Work order 1:
Answer these questions from the peptide sequencing passage, one letter per line:
(a) What neutral loss from the precursor ion marks the first y ion at m/z 409?
(b) What value is subtracted from the y1 ion mass to find the C-terminal residue mass?
(c) At what m/z does the b1 ion appear?
Work order 2: In the peptide sequencing passage, rewrite the paragraph that begins "We identify the first b ion" as a short bulleted list that keeps its main facts.
Work order 3: Write the next part of the peptide sequencing passage, continuing after its final sentence.
─── Excerpted passage ───
MS Solutions #10: Peptide Sequencing with Electrospray LC/MS Part 2: Interpretation of a Simple Spectrum-3
Table 2: Tabular summary for the interpretation of the mass spectrum shown in Figure 1.

   The interpretation of the mass spectrum is shown graphically in Figure 1 and in tabular form in Table 2. Looking first at the y ion series: the first y ion is identified by noting a peak at m/z 409 which represents a neutral loss of 131 from the precursor ion. Refering to Table 1, we find that 131 is the residue mass of methionine. So we can tentatively assign methionine as the N-terminal amino acid in this polypeptide. Realizing that these assignments are tentative at this early stage in the process is important. We may find that things do not add up and that we are forced to start over.

   Subsequent y ions are identified in the same way, i.e., observing a neutral loss which is equivalent to an amino acid residue mass. Referring to Figure 1 and Table 2, we find the y series of ions gives us the sequence M-Y-G-A-. The y 1ion represents the C-terminal amino acid residue which is identified by subtracting 19 from the y <sub> 1 ion mass (17 for the C-terminal –OH, 1 for the N-terminal –H and 1 for the proton which imparts the +1 charge). This results in a residue mass of 99 which we can determine from Table 1 is valine. We are fortunate to observe a complete series of y ions which give us the complete polypeptide sequence of MYGAV.

   We identify the first b ion at m/z 423 by looking for the neutral loss of a residue mass +18. This residue mass is 99 or valine which corresponds to the identification of the C-terminal amino acid which we made based on the y 1 ion. That’s good news; we are on the right track! The subsequent b ions are found by looking for neutral losses which correspond to residue masses and thus we find (reading from the C-terminus), V-A-G-Y-. The b 1 ion at 132 represents the N-terminal amino acid residue mass plus one (to account for the proton), which is 131 or methionine, giving us a complete polypeptide sequence, MYGAV. This corresponds exactly with the results from the y series.
─── Extracted information ───
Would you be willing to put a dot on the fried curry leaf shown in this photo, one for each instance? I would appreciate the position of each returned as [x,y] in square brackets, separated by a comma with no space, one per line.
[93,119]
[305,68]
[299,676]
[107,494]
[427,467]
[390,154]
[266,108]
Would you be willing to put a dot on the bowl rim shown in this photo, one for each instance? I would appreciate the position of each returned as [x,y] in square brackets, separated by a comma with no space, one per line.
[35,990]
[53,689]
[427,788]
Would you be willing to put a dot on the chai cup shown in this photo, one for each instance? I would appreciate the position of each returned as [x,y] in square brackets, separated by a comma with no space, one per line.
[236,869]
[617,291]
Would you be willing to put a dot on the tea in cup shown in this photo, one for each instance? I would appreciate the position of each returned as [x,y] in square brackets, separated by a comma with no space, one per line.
───
Exercise output 1:
(a) A neutral loss of 131, the residue mass of methionine.
(b) 19.
(c) 132.

Exercise output 2:
- The first b ion is at m/z 423. It is found by looking for a neutral loss equal to a residue mass plus 18.
- That residue mass is 99 (valine). This matches the C-terminal residue identified from the y1 ion.
- The later b ions come from neutral losses that match residue masses. Read from the C-terminus, they give V-A-G-Y-.
- The b1 ion at 132 is the N-terminal residue mass plus one for the proton. That residue mass is 131, which is methionine.
- The b series gives the complete sequence MYGAV, the same result as the y series.

Exercise output 3:
   Note in Table 2 that a nearly complete series of a ions are also present. These are easily identified as being 28 m/z units (and 28 u), less than the corresponding b ions. The only questionable one is the a4 ion which should be at 395. The only peak observed in this mass spectrum in that region is labelled as 394. This will require us to look at the tabular data and/or expand this region of the spectrum to see if a 395 peak is present or if the peak is labelled incorrectly because of rounding.

   The last and extremely important step makes certain that the mass of the precursor ion and the mass of our tentatively determined sequence match up. To complete this step, add up all of the residue masses in the sequence, add 17 for the C-terminal –OH, add one for the N-terminal –H and another one for the proton of the [M+H]+ ion. We find: 131 +163 +57 +71 +99 +17 +1 +1 = 540 which matches the selected precursor ion m/z . We’re done!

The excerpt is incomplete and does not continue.